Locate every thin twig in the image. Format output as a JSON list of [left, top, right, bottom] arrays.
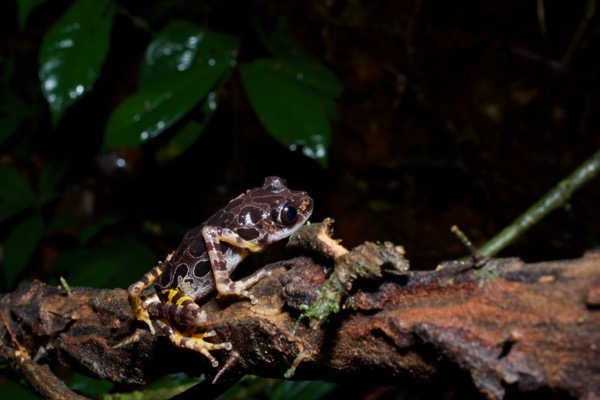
[[479, 151, 600, 257]]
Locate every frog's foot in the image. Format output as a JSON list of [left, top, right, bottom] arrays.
[[215, 268, 272, 304], [152, 289, 207, 326], [127, 253, 173, 335], [156, 320, 232, 367]]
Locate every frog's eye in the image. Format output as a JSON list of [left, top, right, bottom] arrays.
[[279, 204, 298, 225]]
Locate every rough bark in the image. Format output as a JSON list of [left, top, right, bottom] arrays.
[[0, 220, 600, 399]]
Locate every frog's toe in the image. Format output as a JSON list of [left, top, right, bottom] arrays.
[[157, 320, 232, 367]]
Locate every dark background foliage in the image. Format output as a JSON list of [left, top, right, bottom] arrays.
[[0, 0, 600, 398]]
▬▬▬▬▬▬▬▬▬▬
Set exercise:
Convert everything from the line containing "Locate every frog's foot" down to the line containing "[156, 320, 232, 367]]" into a numbered list, leaving out any blank lines.

Correct output:
1. Locate every frog's foot in the image. Format output as a JSON list of [left, top, right, bottom] arrays.
2. [[215, 268, 272, 304], [152, 289, 207, 326], [127, 253, 173, 335], [156, 320, 232, 367]]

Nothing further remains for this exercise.